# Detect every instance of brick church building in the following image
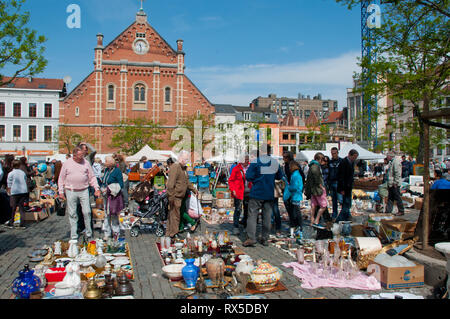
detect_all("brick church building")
[60,9,214,153]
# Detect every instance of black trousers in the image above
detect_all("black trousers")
[386,186,405,214]
[9,193,28,225]
[77,186,94,235]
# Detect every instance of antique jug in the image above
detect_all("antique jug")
[251,262,282,291]
[235,256,255,275]
[12,265,41,299]
[181,258,200,288]
[206,257,225,285]
[84,279,102,299]
[67,239,79,258]
[54,241,62,256]
[104,274,114,297]
[116,271,133,296]
[339,221,352,237]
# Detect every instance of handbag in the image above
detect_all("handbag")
[55,198,66,216]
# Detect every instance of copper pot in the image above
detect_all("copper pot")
[206,257,225,285]
[115,271,134,296]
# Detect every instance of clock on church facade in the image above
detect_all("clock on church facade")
[60,9,214,153]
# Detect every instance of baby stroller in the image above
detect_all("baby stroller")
[130,189,169,237]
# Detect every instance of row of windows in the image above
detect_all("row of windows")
[108,84,172,103]
[0,102,53,118]
[0,125,52,142]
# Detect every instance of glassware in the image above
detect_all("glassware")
[309,261,319,275]
[165,237,171,249]
[297,248,305,265]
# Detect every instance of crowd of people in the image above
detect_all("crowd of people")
[0,143,450,246]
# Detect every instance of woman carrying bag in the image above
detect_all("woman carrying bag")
[100,156,124,240]
[283,161,303,237]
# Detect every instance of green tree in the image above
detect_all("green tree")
[0,0,47,87]
[336,0,450,163]
[54,125,96,154]
[109,118,164,154]
[170,114,214,161]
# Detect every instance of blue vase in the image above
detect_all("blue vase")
[181,258,200,288]
[12,265,41,299]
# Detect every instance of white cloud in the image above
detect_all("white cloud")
[186,51,360,107]
[187,52,359,87]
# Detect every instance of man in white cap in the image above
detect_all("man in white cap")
[386,152,405,216]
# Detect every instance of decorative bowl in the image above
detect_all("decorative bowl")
[162,264,185,280]
[251,262,282,291]
[174,243,184,249]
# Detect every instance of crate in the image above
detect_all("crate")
[45,268,67,282]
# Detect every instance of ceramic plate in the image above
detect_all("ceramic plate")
[55,257,73,262]
[103,255,116,262]
[110,257,130,266]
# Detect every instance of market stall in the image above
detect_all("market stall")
[12,238,134,299]
[156,231,286,298]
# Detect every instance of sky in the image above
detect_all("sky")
[11,0,361,109]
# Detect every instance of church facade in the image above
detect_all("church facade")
[60,9,214,153]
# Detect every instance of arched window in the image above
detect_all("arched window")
[134,84,145,102]
[164,87,172,103]
[108,84,114,101]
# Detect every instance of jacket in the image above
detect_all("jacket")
[167,162,195,199]
[283,170,303,204]
[305,160,324,198]
[246,155,284,200]
[328,157,342,184]
[102,167,123,189]
[387,157,402,187]
[8,169,28,195]
[228,163,245,199]
[337,157,355,196]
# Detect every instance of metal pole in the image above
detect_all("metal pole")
[422,97,430,250]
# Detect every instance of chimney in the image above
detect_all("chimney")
[177,40,183,52]
[136,8,147,24]
[97,33,103,48]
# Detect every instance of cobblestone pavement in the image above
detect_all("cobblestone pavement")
[0,205,432,299]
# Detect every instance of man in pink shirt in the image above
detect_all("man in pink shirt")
[58,147,100,239]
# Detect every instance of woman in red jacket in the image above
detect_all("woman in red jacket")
[228,156,251,235]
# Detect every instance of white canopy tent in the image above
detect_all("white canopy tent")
[153,150,178,160]
[126,145,168,162]
[295,151,331,163]
[206,154,239,163]
[339,143,386,161]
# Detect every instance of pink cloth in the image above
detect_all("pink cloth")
[282,262,381,290]
[58,158,99,194]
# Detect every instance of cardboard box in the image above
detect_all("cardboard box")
[402,196,414,203]
[367,214,394,232]
[23,209,49,222]
[381,218,417,233]
[216,191,231,199]
[39,198,55,206]
[92,208,105,220]
[369,261,425,289]
[216,199,233,208]
[414,197,423,210]
[195,168,209,176]
[351,225,366,237]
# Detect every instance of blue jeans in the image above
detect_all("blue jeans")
[272,198,281,231]
[336,192,352,222]
[233,198,242,228]
[330,182,342,218]
[247,198,273,242]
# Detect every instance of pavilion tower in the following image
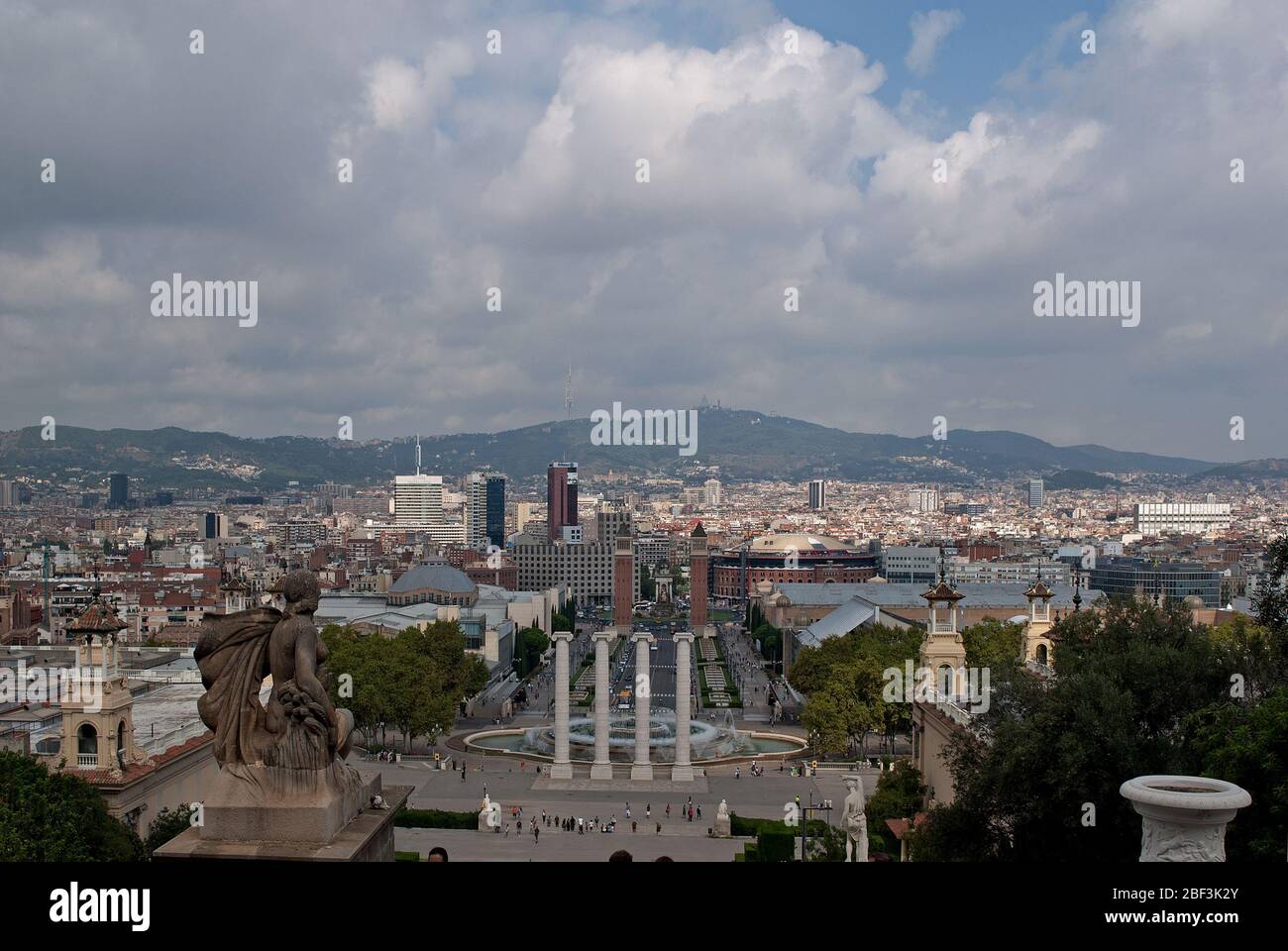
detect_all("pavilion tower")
[921,557,966,695]
[60,592,139,773]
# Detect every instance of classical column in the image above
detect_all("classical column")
[550,630,572,780]
[590,633,613,780]
[671,631,693,783]
[631,630,653,780]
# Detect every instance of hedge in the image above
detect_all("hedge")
[756,827,796,862]
[394,809,480,828]
[729,812,827,838]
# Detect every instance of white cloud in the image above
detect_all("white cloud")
[903,10,966,76]
[0,0,1288,459]
[368,42,474,129]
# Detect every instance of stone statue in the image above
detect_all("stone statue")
[841,773,868,862]
[478,792,501,832]
[193,570,368,841]
[711,799,733,839]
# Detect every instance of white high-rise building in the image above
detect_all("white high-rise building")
[909,487,939,511]
[702,479,722,509]
[394,475,443,535]
[1136,502,1231,535]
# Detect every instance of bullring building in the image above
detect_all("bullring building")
[711,532,877,599]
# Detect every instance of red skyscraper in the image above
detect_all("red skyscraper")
[546,463,577,541]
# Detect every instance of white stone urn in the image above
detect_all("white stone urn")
[1118,776,1252,862]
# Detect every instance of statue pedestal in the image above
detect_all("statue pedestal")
[154,786,415,862]
[201,760,368,843]
[1118,776,1252,862]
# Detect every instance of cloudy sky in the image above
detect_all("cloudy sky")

——

# [GIVEN REQUEST]
Starting at the line that contains "# Detect every instance of man in pink" and ending at the line that contains "[228,156,251,235]", reproduce those lines of the items, with every bounding box coordinate in the answers shifted up by 12.

# [RESULT OF THIS EXERCISE]
# Detect every instance of man in pink shirt in the image above
detect_all("man in pink shirt")
[70,159,112,251]
# Detect every instance of woman in red jacket in the image above
detect_all("woman in red jacket")
[240,168,263,247]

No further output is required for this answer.